## WHAT THIS TASK INVOLVES
Write out, word for word, the stretch of the data below from the line containing "Where can you find the engine" through the line containing "<point>17,185</point>", including both of those lines and nothing else.

Collection entries

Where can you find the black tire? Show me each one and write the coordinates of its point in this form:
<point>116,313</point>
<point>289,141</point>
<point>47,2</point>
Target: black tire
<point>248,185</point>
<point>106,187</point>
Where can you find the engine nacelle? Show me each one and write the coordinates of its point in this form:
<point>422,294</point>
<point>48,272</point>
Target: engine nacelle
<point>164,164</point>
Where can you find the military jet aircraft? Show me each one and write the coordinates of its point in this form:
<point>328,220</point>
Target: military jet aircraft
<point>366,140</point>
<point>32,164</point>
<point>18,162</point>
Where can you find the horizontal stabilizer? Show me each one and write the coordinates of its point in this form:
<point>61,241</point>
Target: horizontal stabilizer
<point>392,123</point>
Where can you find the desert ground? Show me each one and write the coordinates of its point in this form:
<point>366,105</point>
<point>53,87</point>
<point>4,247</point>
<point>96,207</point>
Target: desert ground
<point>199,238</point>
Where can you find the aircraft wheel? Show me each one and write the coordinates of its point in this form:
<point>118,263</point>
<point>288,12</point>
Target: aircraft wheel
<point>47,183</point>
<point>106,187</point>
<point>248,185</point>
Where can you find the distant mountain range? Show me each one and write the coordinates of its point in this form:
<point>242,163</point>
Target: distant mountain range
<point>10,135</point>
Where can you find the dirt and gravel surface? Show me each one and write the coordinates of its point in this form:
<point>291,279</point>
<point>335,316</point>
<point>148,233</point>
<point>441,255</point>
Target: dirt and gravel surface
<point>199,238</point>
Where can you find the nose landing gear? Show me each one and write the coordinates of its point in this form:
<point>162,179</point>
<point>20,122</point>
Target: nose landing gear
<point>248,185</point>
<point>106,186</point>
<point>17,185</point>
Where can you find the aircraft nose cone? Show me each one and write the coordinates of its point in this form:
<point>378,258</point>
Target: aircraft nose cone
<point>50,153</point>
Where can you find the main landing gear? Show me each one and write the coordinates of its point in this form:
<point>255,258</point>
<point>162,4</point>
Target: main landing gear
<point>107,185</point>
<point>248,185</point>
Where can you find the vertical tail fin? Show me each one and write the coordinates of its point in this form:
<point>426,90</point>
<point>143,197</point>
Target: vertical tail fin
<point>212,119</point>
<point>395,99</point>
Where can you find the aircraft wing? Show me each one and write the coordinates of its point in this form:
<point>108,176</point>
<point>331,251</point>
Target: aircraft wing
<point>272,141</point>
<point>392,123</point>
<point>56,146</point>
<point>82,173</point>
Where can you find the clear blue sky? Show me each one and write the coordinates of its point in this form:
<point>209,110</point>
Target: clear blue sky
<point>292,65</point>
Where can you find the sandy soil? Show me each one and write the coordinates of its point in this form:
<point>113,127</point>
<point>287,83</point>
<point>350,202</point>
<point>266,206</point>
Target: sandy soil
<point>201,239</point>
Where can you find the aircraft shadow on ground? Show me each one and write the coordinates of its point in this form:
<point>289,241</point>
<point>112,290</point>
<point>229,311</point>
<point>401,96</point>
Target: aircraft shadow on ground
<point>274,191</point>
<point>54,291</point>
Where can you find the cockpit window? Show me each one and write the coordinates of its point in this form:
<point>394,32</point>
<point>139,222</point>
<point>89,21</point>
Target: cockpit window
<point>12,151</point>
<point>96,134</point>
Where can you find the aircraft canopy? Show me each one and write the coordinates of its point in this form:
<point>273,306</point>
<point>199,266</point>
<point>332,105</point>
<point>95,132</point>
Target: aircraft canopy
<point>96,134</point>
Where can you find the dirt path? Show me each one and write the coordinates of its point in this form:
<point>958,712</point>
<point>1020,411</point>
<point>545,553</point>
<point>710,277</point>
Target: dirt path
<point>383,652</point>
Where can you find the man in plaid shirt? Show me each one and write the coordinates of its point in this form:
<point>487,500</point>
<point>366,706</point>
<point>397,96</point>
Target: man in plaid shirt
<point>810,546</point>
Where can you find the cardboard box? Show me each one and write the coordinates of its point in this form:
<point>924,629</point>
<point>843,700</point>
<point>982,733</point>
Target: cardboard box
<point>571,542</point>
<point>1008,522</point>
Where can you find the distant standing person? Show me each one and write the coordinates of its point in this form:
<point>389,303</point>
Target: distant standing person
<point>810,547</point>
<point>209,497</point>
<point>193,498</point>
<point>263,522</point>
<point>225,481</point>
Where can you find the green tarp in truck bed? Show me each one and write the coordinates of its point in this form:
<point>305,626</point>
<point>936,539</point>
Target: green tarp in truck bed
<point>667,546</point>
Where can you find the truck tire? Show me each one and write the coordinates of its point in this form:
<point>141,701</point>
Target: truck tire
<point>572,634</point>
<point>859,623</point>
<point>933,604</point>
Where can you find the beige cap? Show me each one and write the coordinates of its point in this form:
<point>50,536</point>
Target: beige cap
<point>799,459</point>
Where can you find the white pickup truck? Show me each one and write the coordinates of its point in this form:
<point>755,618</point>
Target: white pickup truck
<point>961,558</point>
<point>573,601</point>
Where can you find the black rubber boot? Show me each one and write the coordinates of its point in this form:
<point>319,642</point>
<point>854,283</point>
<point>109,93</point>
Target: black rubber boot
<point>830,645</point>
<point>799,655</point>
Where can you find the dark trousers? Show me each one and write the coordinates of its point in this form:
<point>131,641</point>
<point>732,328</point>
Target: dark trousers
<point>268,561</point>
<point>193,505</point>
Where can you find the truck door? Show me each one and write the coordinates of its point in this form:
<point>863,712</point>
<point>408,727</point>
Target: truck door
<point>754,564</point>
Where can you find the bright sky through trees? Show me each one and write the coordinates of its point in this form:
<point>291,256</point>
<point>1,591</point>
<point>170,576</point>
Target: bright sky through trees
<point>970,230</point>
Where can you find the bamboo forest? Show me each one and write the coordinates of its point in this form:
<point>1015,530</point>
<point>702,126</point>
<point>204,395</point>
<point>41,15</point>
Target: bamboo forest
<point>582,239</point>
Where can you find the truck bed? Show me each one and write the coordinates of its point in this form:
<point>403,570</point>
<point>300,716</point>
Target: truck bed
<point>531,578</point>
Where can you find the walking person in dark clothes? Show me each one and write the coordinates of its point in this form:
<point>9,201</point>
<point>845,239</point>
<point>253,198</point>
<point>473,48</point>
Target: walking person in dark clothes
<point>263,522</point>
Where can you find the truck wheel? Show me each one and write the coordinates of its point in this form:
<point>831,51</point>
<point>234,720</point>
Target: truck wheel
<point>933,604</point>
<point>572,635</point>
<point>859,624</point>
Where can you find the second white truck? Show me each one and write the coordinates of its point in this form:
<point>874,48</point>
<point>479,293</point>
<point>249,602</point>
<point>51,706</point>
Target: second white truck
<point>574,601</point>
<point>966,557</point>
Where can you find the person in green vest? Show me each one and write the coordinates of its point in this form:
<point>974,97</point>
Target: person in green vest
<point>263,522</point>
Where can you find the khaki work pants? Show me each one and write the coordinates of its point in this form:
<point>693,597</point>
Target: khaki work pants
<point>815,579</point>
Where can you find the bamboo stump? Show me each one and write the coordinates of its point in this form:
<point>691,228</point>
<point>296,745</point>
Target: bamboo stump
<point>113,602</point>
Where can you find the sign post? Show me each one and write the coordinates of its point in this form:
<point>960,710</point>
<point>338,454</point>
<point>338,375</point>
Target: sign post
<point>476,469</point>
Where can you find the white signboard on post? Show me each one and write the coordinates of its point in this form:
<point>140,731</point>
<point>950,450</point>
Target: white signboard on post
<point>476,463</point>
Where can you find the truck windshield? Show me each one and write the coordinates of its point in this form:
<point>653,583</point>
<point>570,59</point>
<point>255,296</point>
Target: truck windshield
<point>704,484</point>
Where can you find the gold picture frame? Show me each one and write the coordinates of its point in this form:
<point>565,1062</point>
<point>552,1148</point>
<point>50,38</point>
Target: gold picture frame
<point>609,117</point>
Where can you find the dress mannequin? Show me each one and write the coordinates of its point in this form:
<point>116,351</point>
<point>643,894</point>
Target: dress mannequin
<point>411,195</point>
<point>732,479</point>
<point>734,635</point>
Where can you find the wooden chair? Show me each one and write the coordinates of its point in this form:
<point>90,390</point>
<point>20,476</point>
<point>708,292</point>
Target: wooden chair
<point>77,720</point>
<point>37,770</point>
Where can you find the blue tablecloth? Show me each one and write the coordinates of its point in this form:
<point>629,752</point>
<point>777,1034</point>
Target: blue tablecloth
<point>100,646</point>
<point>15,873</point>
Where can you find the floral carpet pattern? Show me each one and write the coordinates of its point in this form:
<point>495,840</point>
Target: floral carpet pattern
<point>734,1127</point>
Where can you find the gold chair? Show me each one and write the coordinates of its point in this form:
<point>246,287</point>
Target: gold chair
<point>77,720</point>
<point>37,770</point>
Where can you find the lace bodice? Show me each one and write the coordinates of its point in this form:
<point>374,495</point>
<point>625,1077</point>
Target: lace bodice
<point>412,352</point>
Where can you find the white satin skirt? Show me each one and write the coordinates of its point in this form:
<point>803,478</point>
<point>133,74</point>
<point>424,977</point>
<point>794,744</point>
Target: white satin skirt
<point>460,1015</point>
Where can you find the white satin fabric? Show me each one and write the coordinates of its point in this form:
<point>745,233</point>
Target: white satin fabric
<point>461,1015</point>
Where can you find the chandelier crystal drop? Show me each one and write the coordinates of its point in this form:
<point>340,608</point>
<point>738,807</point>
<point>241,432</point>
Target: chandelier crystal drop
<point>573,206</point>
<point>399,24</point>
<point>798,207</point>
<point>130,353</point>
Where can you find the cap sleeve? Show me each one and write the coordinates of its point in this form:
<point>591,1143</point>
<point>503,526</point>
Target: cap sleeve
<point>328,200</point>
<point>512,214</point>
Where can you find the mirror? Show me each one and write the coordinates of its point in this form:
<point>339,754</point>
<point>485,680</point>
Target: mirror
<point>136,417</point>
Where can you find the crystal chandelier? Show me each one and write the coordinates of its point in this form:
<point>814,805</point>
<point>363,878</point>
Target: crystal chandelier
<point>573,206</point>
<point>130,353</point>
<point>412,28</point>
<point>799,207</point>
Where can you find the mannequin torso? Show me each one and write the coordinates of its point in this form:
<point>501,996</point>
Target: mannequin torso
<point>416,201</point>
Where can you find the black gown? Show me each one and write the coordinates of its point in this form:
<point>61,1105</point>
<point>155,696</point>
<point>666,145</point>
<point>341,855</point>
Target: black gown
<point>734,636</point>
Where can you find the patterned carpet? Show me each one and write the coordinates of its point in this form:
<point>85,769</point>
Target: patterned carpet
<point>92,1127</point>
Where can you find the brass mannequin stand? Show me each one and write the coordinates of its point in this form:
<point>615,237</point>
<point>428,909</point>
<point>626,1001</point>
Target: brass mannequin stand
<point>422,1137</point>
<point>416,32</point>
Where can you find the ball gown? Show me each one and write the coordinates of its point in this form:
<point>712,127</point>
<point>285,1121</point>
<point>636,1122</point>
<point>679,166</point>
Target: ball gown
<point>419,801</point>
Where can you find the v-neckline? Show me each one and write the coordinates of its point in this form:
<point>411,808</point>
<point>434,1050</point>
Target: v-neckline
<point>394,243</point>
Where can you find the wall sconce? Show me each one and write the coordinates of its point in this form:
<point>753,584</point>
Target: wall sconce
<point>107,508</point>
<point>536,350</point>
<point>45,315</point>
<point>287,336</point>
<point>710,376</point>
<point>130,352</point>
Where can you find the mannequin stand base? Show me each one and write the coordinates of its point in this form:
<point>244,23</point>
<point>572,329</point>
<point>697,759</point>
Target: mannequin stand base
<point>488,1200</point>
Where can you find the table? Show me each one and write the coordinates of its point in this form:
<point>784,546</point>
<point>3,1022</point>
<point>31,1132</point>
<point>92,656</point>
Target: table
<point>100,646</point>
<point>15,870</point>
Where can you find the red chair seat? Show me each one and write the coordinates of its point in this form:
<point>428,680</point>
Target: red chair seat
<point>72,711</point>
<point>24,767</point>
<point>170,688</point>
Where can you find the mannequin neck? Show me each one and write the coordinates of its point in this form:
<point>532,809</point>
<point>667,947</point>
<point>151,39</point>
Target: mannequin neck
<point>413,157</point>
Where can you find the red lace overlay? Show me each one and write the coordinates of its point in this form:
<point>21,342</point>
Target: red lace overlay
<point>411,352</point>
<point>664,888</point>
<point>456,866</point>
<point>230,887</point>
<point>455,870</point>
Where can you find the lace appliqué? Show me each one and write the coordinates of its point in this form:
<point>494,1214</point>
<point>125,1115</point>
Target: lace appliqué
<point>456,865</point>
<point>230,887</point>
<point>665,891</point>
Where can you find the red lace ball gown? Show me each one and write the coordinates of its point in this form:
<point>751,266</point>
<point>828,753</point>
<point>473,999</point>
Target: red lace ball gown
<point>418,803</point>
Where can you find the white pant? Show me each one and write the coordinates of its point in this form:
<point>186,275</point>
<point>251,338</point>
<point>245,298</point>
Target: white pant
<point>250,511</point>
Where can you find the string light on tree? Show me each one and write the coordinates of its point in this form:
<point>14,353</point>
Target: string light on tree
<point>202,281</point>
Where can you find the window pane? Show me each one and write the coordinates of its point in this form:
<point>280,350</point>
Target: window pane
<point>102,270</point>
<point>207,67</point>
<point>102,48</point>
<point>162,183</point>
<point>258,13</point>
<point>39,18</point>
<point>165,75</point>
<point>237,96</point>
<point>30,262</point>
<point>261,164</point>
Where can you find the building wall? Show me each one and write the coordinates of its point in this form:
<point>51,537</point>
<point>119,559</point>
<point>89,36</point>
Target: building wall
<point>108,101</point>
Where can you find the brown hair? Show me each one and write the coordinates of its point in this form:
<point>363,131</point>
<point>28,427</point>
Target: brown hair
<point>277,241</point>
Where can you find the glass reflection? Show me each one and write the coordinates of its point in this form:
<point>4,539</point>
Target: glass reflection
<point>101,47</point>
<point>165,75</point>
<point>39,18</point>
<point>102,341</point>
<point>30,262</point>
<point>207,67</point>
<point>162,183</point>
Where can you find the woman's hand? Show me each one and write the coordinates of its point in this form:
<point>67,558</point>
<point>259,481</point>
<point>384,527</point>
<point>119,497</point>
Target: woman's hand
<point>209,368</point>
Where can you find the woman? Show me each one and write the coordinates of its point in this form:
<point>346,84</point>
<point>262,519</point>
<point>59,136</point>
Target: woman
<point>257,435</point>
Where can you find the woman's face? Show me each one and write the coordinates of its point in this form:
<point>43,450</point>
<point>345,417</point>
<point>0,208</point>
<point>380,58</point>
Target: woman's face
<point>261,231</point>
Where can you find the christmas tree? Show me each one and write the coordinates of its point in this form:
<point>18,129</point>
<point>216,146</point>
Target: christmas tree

## CORRECT RESPONSE
Where can you find the engine nacelle? Show me each one and write the coordinates of its point in this form:
<point>422,294</point>
<point>48,272</point>
Target: engine nacelle
<point>164,164</point>
Where can you find the military jet aircraft? Show me each one and write the coordinates of its point in this form:
<point>328,220</point>
Target: military jet aircraft
<point>366,140</point>
<point>32,164</point>
<point>18,162</point>
Where can you find the horizontal stabilizer? Show me each one and write the coordinates of its point in this form:
<point>61,241</point>
Target: horizontal stabilizer
<point>392,123</point>
Where can you find the desert ground? Show me each one and write the coordinates of its point in this form:
<point>366,105</point>
<point>53,87</point>
<point>4,247</point>
<point>96,207</point>
Target: desert ground
<point>199,238</point>
Where can you find the aircraft wheel? Show me each one and write the coordinates of its point in this form:
<point>118,263</point>
<point>288,12</point>
Target: aircraft wheel
<point>47,183</point>
<point>106,187</point>
<point>248,185</point>
Where can you find the distant mountain range? Show me each one and write the coordinates of its point in this form:
<point>242,163</point>
Target: distant mountain range
<point>10,135</point>
Where can you find the dirt and gravel surface? Show me each one and write the coordinates of its point in this form:
<point>291,279</point>
<point>335,316</point>
<point>148,233</point>
<point>441,255</point>
Target: dirt and gravel surface
<point>199,238</point>
Where can you find the nose landing gear? Show me each one and write the coordinates of its point in this form:
<point>162,179</point>
<point>20,122</point>
Target: nose landing gear
<point>248,185</point>
<point>106,186</point>
<point>17,185</point>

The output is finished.